Exercise requirements: The required output is every entry, printed exactly as written.

:: Available data ::

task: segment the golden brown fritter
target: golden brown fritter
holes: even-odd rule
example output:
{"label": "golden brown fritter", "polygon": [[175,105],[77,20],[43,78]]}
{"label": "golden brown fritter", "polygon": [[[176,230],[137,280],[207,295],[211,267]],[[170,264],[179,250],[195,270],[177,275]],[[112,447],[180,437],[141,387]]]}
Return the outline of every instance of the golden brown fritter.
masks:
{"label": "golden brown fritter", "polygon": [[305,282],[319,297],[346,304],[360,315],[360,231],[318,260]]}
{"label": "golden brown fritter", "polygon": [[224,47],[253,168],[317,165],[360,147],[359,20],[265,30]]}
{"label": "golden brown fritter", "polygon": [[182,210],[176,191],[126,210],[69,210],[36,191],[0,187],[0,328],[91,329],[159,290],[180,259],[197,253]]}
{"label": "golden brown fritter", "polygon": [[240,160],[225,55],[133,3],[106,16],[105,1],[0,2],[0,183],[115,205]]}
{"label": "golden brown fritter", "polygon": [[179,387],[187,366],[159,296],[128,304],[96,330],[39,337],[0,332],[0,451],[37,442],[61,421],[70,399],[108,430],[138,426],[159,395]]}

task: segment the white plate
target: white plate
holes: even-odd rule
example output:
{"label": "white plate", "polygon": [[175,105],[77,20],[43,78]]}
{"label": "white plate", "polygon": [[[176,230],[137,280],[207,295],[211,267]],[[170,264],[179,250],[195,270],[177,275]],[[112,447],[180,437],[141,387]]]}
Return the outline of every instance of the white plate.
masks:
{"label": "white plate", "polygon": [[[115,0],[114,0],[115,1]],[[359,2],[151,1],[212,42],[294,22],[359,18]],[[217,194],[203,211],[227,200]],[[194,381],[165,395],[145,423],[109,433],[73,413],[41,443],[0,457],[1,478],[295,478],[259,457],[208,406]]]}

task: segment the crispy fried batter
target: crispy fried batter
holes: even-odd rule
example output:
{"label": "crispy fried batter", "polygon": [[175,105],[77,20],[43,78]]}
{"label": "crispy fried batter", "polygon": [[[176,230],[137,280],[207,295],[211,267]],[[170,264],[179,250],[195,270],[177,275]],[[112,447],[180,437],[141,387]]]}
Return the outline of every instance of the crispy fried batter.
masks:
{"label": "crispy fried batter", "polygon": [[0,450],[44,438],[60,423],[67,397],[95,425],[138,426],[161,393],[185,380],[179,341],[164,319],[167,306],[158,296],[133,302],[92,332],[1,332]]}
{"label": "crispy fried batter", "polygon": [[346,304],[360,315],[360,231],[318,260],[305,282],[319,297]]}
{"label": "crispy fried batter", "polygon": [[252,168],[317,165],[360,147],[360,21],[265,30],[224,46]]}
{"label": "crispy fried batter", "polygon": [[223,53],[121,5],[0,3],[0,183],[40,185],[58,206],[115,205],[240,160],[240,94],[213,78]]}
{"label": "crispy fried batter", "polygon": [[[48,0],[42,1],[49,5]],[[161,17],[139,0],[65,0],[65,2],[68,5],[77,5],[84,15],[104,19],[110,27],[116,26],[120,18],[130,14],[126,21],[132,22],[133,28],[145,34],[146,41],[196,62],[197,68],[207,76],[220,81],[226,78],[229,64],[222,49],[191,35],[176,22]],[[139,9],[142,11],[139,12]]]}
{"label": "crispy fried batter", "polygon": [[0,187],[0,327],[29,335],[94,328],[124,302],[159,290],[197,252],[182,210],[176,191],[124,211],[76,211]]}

:::

Solution to this problem:
task: segment the golden brown fritter
target: golden brown fritter
holes: even-odd rule
example output:
{"label": "golden brown fritter", "polygon": [[175,105],[77,20],[43,78]]}
{"label": "golden brown fritter", "polygon": [[[176,230],[137,280],[207,295],[211,267]],[[170,264],[179,250],[195,270],[177,275]],[[112,447],[180,437],[141,387]]]}
Return the outline of every instance of the golden brown fritter.
masks:
{"label": "golden brown fritter", "polygon": [[305,282],[319,297],[346,304],[360,315],[360,231],[318,260]]}
{"label": "golden brown fritter", "polygon": [[224,47],[253,168],[317,165],[360,147],[359,20],[265,30]]}
{"label": "golden brown fritter", "polygon": [[182,210],[176,191],[126,210],[69,210],[36,191],[0,187],[0,328],[91,329],[159,290],[180,259],[197,253]]}
{"label": "golden brown fritter", "polygon": [[240,160],[225,55],[133,3],[106,16],[105,1],[0,2],[0,183],[115,205]]}
{"label": "golden brown fritter", "polygon": [[179,387],[187,366],[159,296],[128,304],[96,330],[39,337],[0,332],[0,451],[37,442],[61,421],[70,399],[108,430],[138,426],[159,395]]}

task: segment the white plate
target: white plate
holes: even-odd rule
example output:
{"label": "white plate", "polygon": [[175,105],[77,20],[43,78]]}
{"label": "white plate", "polygon": [[[176,230],[137,280],[207,295],[211,267]],[[170,264],[179,250],[195,270],[177,275]],[[112,447],[180,437],[141,387]]]}
Return the outline of every instance of the white plate.
masks:
{"label": "white plate", "polygon": [[[115,0],[114,0],[115,1]],[[359,2],[151,1],[212,42],[294,22],[359,18]],[[217,194],[203,211],[227,200]],[[194,381],[165,395],[145,423],[109,433],[73,413],[41,443],[0,457],[1,478],[295,478],[259,457],[208,406]]]}

task: segment the crispy fried batter
target: crispy fried batter
holes: even-odd rule
example output:
{"label": "crispy fried batter", "polygon": [[175,105],[77,20],[43,78]]}
{"label": "crispy fried batter", "polygon": [[[176,230],[137,280],[207,295],[211,267]],[[170,264],[179,250],[195,270],[177,275]],[[112,447],[180,437],[141,387]]]}
Return the outline of every instance of the crispy fried batter.
masks:
{"label": "crispy fried batter", "polygon": [[0,450],[44,438],[60,423],[67,397],[95,425],[138,426],[161,393],[185,380],[179,341],[164,319],[167,306],[158,296],[133,302],[92,332],[1,332]]}
{"label": "crispy fried batter", "polygon": [[346,304],[360,315],[360,231],[318,260],[305,282],[319,297]]}
{"label": "crispy fried batter", "polygon": [[252,168],[317,165],[360,147],[360,21],[265,30],[224,46]]}
{"label": "crispy fried batter", "polygon": [[223,53],[121,5],[0,3],[0,183],[40,185],[58,206],[115,205],[240,160],[240,94],[213,78]]}
{"label": "crispy fried batter", "polygon": [[[48,0],[42,1],[49,5]],[[161,17],[139,0],[65,0],[65,2],[68,5],[77,5],[84,15],[104,19],[110,27],[116,26],[120,18],[130,14],[126,21],[132,22],[133,28],[145,34],[146,41],[196,62],[197,68],[207,76],[220,81],[226,78],[229,64],[222,49],[191,35],[176,22]],[[139,9],[142,11],[139,12]]]}
{"label": "crispy fried batter", "polygon": [[0,187],[0,327],[29,335],[94,328],[124,302],[159,290],[197,252],[182,210],[176,191],[124,211],[76,211]]}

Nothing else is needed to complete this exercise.